Locate each line in the data below that contains the word "yellow" and copy those lines out in full.

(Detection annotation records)
━━━━━━━━

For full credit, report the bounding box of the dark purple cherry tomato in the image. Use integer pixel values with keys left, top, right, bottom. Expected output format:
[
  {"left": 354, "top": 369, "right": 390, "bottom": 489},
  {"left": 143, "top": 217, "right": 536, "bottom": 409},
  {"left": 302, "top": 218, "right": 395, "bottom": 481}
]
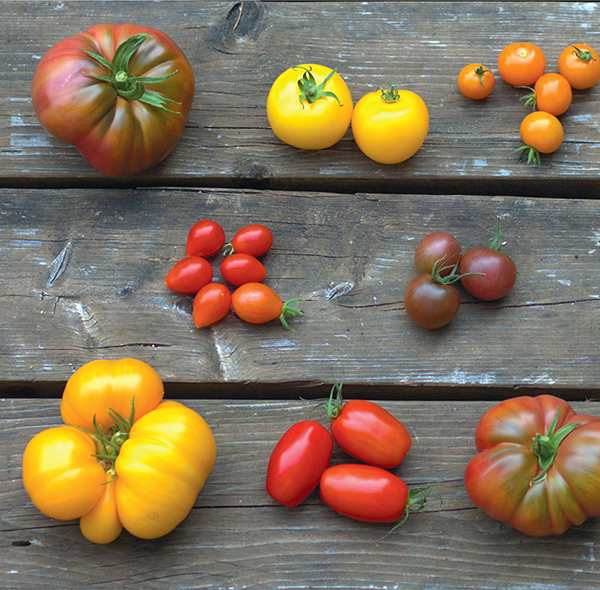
[
  {"left": 185, "top": 219, "right": 225, "bottom": 256},
  {"left": 165, "top": 256, "right": 213, "bottom": 293},
  {"left": 266, "top": 420, "right": 333, "bottom": 508},
  {"left": 415, "top": 232, "right": 461, "bottom": 277},
  {"left": 327, "top": 381, "right": 412, "bottom": 469},
  {"left": 221, "top": 252, "right": 267, "bottom": 287},
  {"left": 458, "top": 225, "right": 517, "bottom": 301},
  {"left": 228, "top": 223, "right": 273, "bottom": 256}
]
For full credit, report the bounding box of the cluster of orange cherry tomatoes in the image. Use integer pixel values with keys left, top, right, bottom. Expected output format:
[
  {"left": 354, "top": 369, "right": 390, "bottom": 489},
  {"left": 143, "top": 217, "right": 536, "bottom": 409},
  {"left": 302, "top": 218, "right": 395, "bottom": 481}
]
[
  {"left": 457, "top": 43, "right": 600, "bottom": 165},
  {"left": 165, "top": 219, "right": 302, "bottom": 330}
]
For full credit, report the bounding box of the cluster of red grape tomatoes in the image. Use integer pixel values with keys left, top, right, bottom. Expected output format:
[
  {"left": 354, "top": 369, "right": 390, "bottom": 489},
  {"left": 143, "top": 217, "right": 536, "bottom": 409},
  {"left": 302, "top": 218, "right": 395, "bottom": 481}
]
[
  {"left": 457, "top": 43, "right": 600, "bottom": 166},
  {"left": 165, "top": 219, "right": 302, "bottom": 330},
  {"left": 404, "top": 224, "right": 517, "bottom": 330},
  {"left": 266, "top": 381, "right": 431, "bottom": 528}
]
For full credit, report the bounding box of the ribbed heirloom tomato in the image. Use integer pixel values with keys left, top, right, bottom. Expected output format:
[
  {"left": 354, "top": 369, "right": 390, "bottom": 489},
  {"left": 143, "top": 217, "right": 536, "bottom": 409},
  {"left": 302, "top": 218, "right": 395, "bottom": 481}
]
[
  {"left": 31, "top": 24, "right": 194, "bottom": 176},
  {"left": 267, "top": 64, "right": 352, "bottom": 150},
  {"left": 465, "top": 395, "right": 600, "bottom": 536}
]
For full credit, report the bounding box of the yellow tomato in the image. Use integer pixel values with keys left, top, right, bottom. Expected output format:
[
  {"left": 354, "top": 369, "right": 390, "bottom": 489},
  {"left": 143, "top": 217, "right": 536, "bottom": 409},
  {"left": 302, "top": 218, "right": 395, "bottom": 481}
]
[
  {"left": 352, "top": 86, "right": 429, "bottom": 164},
  {"left": 60, "top": 359, "right": 164, "bottom": 432},
  {"left": 23, "top": 426, "right": 106, "bottom": 520},
  {"left": 267, "top": 64, "right": 352, "bottom": 150}
]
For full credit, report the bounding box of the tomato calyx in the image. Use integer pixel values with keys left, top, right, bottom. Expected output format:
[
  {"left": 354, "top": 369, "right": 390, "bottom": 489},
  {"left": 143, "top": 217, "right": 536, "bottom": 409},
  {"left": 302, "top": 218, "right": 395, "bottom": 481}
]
[
  {"left": 292, "top": 66, "right": 342, "bottom": 108},
  {"left": 82, "top": 33, "right": 181, "bottom": 115},
  {"left": 529, "top": 409, "right": 582, "bottom": 486}
]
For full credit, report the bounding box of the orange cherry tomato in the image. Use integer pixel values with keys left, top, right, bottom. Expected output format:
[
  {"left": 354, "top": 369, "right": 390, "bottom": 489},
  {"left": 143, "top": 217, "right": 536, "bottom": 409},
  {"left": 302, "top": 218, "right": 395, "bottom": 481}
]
[
  {"left": 192, "top": 283, "right": 231, "bottom": 328},
  {"left": 498, "top": 43, "right": 546, "bottom": 86},
  {"left": 558, "top": 43, "right": 600, "bottom": 90},
  {"left": 457, "top": 64, "right": 496, "bottom": 100}
]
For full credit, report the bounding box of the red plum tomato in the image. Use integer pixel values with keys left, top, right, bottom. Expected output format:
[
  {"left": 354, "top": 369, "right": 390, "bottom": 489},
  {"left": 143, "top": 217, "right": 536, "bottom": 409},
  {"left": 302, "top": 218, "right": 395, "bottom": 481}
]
[
  {"left": 221, "top": 254, "right": 267, "bottom": 287},
  {"left": 185, "top": 219, "right": 225, "bottom": 257},
  {"left": 266, "top": 420, "right": 333, "bottom": 508},
  {"left": 415, "top": 232, "right": 461, "bottom": 277},
  {"left": 165, "top": 256, "right": 213, "bottom": 294},
  {"left": 193, "top": 283, "right": 231, "bottom": 328}
]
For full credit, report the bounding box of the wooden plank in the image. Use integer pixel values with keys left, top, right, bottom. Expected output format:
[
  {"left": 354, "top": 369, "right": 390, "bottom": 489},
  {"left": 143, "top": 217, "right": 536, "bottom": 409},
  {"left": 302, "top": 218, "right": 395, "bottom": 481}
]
[
  {"left": 0, "top": 189, "right": 600, "bottom": 399},
  {"left": 0, "top": 392, "right": 600, "bottom": 590},
  {"left": 0, "top": 0, "right": 600, "bottom": 198}
]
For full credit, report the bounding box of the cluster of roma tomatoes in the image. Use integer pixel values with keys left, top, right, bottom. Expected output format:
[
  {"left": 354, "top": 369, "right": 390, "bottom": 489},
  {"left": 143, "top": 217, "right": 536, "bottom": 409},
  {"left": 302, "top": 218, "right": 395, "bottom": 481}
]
[
  {"left": 457, "top": 43, "right": 600, "bottom": 166},
  {"left": 267, "top": 64, "right": 429, "bottom": 164},
  {"left": 404, "top": 224, "right": 517, "bottom": 330},
  {"left": 165, "top": 219, "right": 302, "bottom": 330},
  {"left": 266, "top": 381, "right": 431, "bottom": 536}
]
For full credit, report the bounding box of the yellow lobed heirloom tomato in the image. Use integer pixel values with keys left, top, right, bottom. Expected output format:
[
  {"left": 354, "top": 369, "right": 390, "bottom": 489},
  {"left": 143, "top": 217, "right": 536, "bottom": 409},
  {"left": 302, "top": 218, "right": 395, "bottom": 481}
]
[
  {"left": 267, "top": 64, "right": 352, "bottom": 150},
  {"left": 352, "top": 85, "right": 429, "bottom": 164},
  {"left": 60, "top": 359, "right": 164, "bottom": 431},
  {"left": 23, "top": 401, "right": 216, "bottom": 543}
]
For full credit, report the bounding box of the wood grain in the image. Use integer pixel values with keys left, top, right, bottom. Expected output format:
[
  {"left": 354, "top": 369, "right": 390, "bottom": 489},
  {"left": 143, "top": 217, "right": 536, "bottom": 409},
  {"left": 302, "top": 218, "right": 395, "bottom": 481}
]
[{"left": 0, "top": 0, "right": 600, "bottom": 198}]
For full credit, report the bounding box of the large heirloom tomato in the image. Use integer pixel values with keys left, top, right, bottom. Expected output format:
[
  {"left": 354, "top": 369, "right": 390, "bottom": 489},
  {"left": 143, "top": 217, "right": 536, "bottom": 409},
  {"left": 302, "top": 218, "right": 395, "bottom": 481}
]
[
  {"left": 31, "top": 24, "right": 194, "bottom": 176},
  {"left": 465, "top": 395, "right": 600, "bottom": 536},
  {"left": 23, "top": 401, "right": 216, "bottom": 543}
]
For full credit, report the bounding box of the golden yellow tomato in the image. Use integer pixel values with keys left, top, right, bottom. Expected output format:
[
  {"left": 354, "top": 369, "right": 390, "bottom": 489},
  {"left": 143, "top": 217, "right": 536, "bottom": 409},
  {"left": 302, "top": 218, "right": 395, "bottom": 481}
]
[
  {"left": 267, "top": 64, "right": 352, "bottom": 150},
  {"left": 352, "top": 86, "right": 429, "bottom": 164}
]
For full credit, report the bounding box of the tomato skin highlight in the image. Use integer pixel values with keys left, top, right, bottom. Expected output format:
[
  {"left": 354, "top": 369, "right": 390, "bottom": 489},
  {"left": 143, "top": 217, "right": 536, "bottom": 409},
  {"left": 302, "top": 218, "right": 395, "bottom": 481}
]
[
  {"left": 266, "top": 420, "right": 333, "bottom": 508},
  {"left": 558, "top": 43, "right": 600, "bottom": 90},
  {"left": 165, "top": 256, "right": 213, "bottom": 294},
  {"left": 319, "top": 463, "right": 408, "bottom": 522},
  {"left": 185, "top": 219, "right": 225, "bottom": 258},
  {"left": 352, "top": 87, "right": 429, "bottom": 164},
  {"left": 330, "top": 400, "right": 412, "bottom": 469},
  {"left": 221, "top": 253, "right": 267, "bottom": 287},
  {"left": 192, "top": 283, "right": 231, "bottom": 328},
  {"left": 498, "top": 43, "right": 546, "bottom": 86},
  {"left": 267, "top": 64, "right": 353, "bottom": 150},
  {"left": 404, "top": 274, "right": 460, "bottom": 330},
  {"left": 465, "top": 395, "right": 600, "bottom": 536}
]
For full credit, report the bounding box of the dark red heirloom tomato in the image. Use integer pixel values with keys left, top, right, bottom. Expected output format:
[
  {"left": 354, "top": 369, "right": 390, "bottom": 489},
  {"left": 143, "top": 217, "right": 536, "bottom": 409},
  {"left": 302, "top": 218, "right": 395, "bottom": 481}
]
[
  {"left": 458, "top": 225, "right": 517, "bottom": 301},
  {"left": 228, "top": 223, "right": 273, "bottom": 256},
  {"left": 221, "top": 253, "right": 267, "bottom": 287},
  {"left": 266, "top": 420, "right": 333, "bottom": 508},
  {"left": 319, "top": 463, "right": 431, "bottom": 528},
  {"left": 185, "top": 219, "right": 225, "bottom": 257},
  {"left": 327, "top": 382, "right": 412, "bottom": 469},
  {"left": 192, "top": 283, "right": 231, "bottom": 328},
  {"left": 465, "top": 395, "right": 600, "bottom": 536},
  {"left": 31, "top": 24, "right": 194, "bottom": 176},
  {"left": 165, "top": 256, "right": 213, "bottom": 293}
]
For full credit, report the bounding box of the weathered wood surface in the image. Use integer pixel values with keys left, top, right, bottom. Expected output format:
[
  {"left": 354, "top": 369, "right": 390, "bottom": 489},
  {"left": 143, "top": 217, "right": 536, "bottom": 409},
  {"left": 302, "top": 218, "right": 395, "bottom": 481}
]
[
  {"left": 0, "top": 0, "right": 600, "bottom": 197},
  {"left": 0, "top": 400, "right": 600, "bottom": 590},
  {"left": 0, "top": 189, "right": 600, "bottom": 399}
]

━━━━━━━━

Finished exercise:
For full credit, report the bounding box of the yellow tomato in the image. Use integer pixel values with keys left, top, right, bottom. Expected output format:
For full credit, report the bounding box of the yellow lobed heirloom tomato in the image. Use integer pixel values with keys left, top, right, bottom. Expected output format:
For full credit, report the bounding box of the golden yellow tomato in the image. Use integer pixel values with keys left, top, right, bottom. Expected output format:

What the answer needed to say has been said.